To be done:
Please reproduce the records starting at the line containing "Each instance receives a single keypoint. Tag the green grass" and ending at the line containing "Each instance receives a single keypoint. Tag the blue flower in", with "dirt ground" renamed to "bare earth" and everything else unchanged.
** BEGIN **
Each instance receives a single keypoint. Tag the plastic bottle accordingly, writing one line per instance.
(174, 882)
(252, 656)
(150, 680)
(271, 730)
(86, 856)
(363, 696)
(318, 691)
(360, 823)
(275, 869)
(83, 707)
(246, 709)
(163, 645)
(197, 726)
** END **
** BEGIN **
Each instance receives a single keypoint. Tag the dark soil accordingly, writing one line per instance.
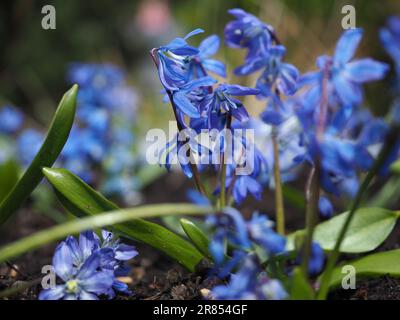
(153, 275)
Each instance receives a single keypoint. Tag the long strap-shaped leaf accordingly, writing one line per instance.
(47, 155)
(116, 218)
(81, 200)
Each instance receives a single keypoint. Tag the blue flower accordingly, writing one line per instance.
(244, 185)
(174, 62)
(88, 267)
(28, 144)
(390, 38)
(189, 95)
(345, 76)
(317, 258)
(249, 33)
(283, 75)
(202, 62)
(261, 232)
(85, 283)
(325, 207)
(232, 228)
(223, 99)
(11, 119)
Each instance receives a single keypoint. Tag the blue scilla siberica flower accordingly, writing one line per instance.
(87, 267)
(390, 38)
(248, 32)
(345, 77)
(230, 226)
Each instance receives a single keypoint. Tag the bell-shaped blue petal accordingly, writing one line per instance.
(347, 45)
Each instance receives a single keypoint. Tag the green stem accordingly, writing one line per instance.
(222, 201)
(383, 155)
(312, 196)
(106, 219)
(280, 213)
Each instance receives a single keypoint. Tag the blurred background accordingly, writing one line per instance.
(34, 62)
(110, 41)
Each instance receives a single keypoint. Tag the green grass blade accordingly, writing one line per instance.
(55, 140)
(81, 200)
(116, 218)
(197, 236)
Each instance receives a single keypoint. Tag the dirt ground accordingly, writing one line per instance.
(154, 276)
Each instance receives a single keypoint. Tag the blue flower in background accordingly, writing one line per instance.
** END **
The response:
Each instance receives a single keypoint. Tag the green grass blade accordingly, writing one line per instance.
(55, 140)
(81, 200)
(116, 218)
(197, 236)
Each instance receives a single keypoint. Tag the bare earth accordingly, writing one line per instance.
(154, 276)
Each instance receives a single keypoint. Tag the blue flower in background accordingly, writing one line per instance.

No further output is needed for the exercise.